[Opening SELECTED EXCERPT section]
McCulloch took a tack early on in the proceedings, however, that could shield him from charges of bias.  He wouldn’t cherry-pick the evidence; he would show it all to the grand jury.  How could that be biased? What McCulloch appears to have failed to recognize is that the way that evidence is put forward is susceptible to bias.  One could argue that simply putting forward all of the witnesses (in this case 45) produced a situation in which greater inconsistencies between witnesses was virtually assured and the element of doubt, which would support a ruling of no true bill, would be raised.   

McCulloch may have been swayed early in the case by attributional bias.  Who was he to believe? Darren Wilson- a white police officer or Dorian Johnson -- a dreadlocked African-American who was with Michael Brown during a “strong-armed robbery” earlier that day, who had a criminal record and a history of lying to police? But McCulloch took another step to try to assure objectivity: he would place the foundation of his case on the “physical and scientific evidence.”  In his announcement of the grand jury decision, McCulloch asserted that “Physical evidence does not change because of public pressure or personal agendas, physical evidence does not look away when events unfold, nor does it block out or add to memory.  Physical evidence remains constant and as such is a solid foundation on which cases are made.”  What McCulloch failed to recognize is that interpretation of physical evidence is notcompletely objective.  Several interpretations of the autopsy advanced in the media are completely false.  The autopsy did not prove that there was a struggle for the gun, rather it simply showed that Michael Brown’s hand was near the gun when he sustained the wound to his thumb. The autopsy did not prove, as some believe, that Brown could not have had his hands up with his palms facing Wilson.  About the only thing that the autopsy could prove is that Wilson did not come up and shoot Brown in the back as he lay on the ground -- as a few witnesses asserted. 

So how does it appear that McCulloch used his false interpretation of the evidence?  In his announcement of the decision, he stated, “witnesses were confronted with the inconsistencies and conflicts between their statements and the physical evidence.  Some witnesses admitted they didn’t see the shooting or only saw part of the shooting or only were repeating what they heard on the street.  Some others adjusted parts of their statements to fit the facts.  Others stood by their statements even though their statements were completely discredited by the physical evidence.”  Sadly, the interpretation of key components of the physical evidence, the science that McCulloch stated was the foundation of his case was terribly flawed and was not actual fact. 

Once McCulloch had the evidence he thought he needed to support Darren Wilson’s narrative, it appears that confirmatory bias came into play.  Witness 10, who was one of the few witnesses to claim that Michael Brown charged the officer, was subject to virtually no cross-examination even though he initially stated that he was 100 yards away from the shooting.  For that matter, Darren Wilson himself received gentle treatment from the prosecutors. Other witnesses whose narratives contradicted Wilson’s were often subject to aggressive questioning. Witness 14, an apparent senior citizen who was concerned about those in the neighborhood “embellishing” and who stood within feet of the incident, provided detailed and compelling testimony that Brown had his hands up at his shoulders as he turned to face Wilson; that he was staggering, not charging; and was falling to the ground, clearly disabled, as Wilson unleashed the final fatal series of shots.  This witness was repeatedly grilled about the details of his recollection. A detective was even brought in to question the conclusions that this witness had made. 

McCulloch and his colleagues put together a case, a narrative, that appears to have been built on an illusory foundation.  They appear to have been blind to the implicit bias that may have contributed to this.  In medicine, this would have led to a misdiagnosis; in this case, it may have led to a miscarriage of justice.

                                                     * * *

Stuart Slavin, MD, MEd, is Associate Dean for Curriculum, Saint Louis University School of Medicine.
[Closing SELECTED EXCERPT section]
**WHAT NEEDS TO BE DONE:** From the essay on the grand jury proceedings, reproduce everything from "McCulloch and his" down to "School of Medicine.", replacing "illusory" with "shaky". The rows are separate material and bear no relation to the essay.
[Opening EXTRACTED DATA section]
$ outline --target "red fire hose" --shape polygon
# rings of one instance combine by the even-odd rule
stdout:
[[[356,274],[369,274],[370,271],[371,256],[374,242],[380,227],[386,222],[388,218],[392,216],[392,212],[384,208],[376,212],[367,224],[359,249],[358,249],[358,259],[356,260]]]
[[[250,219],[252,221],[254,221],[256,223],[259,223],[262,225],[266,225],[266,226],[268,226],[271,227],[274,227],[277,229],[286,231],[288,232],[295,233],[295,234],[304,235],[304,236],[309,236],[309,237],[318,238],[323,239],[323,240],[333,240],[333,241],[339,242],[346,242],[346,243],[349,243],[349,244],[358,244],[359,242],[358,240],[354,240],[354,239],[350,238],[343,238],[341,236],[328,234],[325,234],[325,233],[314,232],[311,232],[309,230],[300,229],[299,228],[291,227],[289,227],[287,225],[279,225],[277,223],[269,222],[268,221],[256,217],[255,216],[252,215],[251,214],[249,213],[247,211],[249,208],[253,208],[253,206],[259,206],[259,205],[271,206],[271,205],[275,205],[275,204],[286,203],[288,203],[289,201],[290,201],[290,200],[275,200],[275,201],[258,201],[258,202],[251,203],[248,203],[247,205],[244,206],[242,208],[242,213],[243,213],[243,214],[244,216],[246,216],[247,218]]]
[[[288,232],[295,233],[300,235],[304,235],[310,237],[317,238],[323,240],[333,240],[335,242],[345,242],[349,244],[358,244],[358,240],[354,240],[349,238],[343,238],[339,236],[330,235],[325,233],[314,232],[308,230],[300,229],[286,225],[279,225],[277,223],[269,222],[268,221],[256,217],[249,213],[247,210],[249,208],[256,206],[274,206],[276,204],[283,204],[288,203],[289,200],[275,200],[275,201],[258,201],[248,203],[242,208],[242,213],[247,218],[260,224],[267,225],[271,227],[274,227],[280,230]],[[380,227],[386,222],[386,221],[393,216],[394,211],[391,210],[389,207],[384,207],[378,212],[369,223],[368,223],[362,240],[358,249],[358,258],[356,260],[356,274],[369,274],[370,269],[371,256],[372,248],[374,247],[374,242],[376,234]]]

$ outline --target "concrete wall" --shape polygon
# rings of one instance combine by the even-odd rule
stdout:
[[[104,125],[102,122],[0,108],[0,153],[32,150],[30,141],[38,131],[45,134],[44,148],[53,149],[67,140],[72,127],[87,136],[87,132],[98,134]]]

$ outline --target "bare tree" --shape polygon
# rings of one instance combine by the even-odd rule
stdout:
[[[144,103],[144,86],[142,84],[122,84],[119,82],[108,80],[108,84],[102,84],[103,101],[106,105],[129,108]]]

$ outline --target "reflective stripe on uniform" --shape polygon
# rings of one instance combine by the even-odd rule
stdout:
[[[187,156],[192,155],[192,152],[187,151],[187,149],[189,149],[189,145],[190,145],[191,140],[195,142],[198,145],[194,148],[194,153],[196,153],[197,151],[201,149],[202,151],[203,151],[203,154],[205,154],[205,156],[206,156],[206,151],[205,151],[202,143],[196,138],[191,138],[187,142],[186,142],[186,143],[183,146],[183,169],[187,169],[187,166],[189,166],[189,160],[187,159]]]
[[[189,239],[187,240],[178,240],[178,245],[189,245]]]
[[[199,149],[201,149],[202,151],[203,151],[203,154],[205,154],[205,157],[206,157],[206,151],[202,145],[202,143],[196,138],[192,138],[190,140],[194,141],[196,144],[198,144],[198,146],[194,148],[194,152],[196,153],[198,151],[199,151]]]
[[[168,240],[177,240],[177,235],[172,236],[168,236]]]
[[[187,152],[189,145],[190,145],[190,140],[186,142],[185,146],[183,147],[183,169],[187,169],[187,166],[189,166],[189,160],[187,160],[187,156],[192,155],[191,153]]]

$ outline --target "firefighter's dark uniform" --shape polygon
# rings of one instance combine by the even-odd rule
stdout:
[Closing EXTRACTED DATA section]
**ANSWER SPACE:**
McCulloch and his colleagues put together a case, a narrative, that appears to have been built on an shaky foundation.  They appear to have been blind to the implicit bias that may have contributed to this.  In medicine, this would have led to a misdiagnosis; in this case, it may have led to a miscarriage of justice.

                                                     * * *

Stuart Slavin, MD, MEd, is Associate Dean for Curriculum, Saint Louis University School of Medicine.